Supplied passage:
** begin **

2. **Self-Play Rollouts** — 100 fights with the SFT model playing both sides.
   Win/loss outcomes provide reward signals.
3. **Reward-weighted fine-tuning** — positive-reward completions are reinforced,
   negative-reward completions suppressed. 3 epochs, A100-40GB.

### The Tiny Fighter
- **~142k parameter MLP** with BatchNorm, trained on 20k procedurally
  generated (state, strategy) → move examples.
- Runs on CPU in < 1ms per inference. Real-time safe.
- Conditioned on Nemotron's strategic weights, so it *adapts its style*
  (aggressive vs. defensive vs. grappling) on the fly.
- 15-move output vocabulary: jab, cross, hook, kick, uppercut, block, parry,
  dodge, advance, retreat, grapple, throw, sweep, feint, wait.

** end **

Direction A:
Copy the passage on the tiny fighter word for word, starting with "- Runs on CPU" and going on through "on the fly.".

Entries supplied:
** begin **

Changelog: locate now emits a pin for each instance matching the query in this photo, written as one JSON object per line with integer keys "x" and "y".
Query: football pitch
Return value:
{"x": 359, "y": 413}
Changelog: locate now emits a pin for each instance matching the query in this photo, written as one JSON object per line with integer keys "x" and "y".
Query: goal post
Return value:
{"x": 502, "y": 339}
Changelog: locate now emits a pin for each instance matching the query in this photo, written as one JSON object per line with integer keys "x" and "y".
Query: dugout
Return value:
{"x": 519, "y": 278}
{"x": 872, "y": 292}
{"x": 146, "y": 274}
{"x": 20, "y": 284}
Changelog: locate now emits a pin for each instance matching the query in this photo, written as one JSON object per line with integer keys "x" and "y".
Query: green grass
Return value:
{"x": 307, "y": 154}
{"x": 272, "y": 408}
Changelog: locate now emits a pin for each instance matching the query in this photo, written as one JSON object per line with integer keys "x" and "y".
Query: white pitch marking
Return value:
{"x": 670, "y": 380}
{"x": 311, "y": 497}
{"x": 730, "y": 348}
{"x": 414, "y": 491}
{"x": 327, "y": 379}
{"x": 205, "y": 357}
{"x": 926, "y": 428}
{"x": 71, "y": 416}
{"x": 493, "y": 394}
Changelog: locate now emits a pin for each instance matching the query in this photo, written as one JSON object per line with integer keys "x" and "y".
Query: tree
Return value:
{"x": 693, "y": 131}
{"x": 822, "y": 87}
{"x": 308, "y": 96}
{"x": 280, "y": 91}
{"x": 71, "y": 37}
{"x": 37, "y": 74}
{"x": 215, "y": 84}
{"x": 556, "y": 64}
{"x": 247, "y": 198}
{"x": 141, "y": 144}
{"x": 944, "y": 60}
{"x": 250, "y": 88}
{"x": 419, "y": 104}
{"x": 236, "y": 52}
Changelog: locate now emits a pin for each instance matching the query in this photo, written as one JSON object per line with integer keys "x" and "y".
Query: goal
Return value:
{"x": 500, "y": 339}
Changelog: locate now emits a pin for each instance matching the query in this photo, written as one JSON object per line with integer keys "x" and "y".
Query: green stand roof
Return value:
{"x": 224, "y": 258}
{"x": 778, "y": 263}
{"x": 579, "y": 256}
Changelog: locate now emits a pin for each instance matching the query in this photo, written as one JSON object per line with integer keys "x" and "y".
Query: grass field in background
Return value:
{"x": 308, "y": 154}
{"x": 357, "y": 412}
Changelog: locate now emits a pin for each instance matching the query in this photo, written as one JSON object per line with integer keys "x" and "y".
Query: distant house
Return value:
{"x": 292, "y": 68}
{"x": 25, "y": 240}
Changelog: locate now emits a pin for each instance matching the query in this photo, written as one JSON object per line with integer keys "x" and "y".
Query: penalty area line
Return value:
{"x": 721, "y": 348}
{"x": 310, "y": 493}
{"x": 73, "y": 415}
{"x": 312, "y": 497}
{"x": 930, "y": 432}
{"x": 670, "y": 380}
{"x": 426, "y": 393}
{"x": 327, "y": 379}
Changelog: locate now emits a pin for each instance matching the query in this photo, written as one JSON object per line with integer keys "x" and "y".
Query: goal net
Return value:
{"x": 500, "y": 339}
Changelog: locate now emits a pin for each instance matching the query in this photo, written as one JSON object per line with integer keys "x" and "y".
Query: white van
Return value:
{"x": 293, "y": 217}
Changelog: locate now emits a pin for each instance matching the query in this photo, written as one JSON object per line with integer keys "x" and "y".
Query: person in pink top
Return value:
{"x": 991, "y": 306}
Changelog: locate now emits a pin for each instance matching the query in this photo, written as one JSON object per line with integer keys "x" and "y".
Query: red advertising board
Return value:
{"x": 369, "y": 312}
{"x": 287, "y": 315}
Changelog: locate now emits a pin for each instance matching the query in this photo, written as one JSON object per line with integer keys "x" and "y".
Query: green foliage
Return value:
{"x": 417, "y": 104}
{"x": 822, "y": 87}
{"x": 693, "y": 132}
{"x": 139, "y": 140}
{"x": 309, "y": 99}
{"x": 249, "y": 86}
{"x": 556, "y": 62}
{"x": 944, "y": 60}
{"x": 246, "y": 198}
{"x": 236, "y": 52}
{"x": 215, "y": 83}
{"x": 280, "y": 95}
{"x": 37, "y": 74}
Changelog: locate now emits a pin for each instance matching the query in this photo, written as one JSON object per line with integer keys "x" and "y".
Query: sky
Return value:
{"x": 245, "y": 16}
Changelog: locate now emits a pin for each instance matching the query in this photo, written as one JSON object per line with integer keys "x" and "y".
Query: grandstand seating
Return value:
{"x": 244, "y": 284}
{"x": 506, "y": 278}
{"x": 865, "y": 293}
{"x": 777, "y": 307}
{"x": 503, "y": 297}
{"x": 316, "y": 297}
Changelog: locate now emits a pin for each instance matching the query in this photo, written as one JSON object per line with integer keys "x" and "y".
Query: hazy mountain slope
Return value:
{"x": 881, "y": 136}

** end **

Direction B:
State how many lines of the listing contain the string "pitch", with case counting, and give only the number.

Complete response A:
- Runs on CPU in < 1ms per inference. Real-time safe.
- Conditioned on Nemotron's strategic weights, so it *adapts its style*
  (aggressive vs. defensive vs. grappling) on the fly.

Complete response B:
2